* Provided data *
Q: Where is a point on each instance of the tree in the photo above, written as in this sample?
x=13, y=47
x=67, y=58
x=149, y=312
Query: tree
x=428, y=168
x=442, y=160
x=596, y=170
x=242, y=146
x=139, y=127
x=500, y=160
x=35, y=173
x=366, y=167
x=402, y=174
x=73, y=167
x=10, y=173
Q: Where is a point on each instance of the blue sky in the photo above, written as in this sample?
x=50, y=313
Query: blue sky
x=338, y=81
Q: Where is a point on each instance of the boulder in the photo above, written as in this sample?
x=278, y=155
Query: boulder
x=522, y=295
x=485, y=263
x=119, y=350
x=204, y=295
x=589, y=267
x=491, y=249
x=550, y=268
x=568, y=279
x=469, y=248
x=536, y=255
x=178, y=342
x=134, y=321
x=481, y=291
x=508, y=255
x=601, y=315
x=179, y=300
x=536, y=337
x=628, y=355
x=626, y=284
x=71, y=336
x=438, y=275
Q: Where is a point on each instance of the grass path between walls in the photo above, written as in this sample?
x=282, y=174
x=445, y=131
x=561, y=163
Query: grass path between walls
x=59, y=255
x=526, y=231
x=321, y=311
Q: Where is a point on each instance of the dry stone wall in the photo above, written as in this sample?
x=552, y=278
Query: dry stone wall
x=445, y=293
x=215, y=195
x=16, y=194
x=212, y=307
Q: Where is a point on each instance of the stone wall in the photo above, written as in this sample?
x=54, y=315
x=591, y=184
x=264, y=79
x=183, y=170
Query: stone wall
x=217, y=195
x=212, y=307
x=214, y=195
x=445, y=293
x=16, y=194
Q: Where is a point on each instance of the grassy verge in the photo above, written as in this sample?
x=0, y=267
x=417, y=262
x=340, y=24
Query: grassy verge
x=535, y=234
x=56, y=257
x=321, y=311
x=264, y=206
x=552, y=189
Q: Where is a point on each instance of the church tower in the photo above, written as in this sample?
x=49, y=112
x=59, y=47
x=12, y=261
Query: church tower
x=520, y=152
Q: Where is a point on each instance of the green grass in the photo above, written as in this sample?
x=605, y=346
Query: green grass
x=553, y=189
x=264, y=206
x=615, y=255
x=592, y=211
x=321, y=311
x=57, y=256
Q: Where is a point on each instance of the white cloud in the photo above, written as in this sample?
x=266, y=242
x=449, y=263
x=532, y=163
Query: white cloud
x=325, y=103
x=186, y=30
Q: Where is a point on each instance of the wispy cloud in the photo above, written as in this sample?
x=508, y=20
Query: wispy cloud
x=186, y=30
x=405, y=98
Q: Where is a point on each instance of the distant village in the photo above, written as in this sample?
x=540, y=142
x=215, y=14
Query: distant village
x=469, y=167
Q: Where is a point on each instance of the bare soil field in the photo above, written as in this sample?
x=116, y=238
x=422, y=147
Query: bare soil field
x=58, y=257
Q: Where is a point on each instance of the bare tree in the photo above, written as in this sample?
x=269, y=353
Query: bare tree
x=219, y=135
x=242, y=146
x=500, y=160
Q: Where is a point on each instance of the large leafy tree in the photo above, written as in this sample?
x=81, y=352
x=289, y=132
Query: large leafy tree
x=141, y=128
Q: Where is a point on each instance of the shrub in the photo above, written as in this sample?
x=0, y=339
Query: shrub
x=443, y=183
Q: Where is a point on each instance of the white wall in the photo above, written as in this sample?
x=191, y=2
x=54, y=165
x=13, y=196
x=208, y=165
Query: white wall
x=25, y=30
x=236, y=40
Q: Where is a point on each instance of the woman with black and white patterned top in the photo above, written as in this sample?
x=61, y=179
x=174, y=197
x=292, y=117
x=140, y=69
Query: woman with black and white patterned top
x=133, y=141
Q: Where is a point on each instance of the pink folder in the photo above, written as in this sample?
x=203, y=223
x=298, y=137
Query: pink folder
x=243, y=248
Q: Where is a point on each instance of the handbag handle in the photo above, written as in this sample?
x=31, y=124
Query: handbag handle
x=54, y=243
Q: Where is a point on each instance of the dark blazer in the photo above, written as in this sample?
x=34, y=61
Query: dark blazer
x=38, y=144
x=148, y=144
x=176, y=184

* Work to do *
Copy out the listing above from the line with "Q: Where is a point on each instance of the blue" through the line with "x=338, y=81", both included, with no changes.

* Final answer *
Q: Where is a point on each instance of the blue sky in the photo above, written as in this sample?
x=50, y=313
Query: blue sky
x=338, y=81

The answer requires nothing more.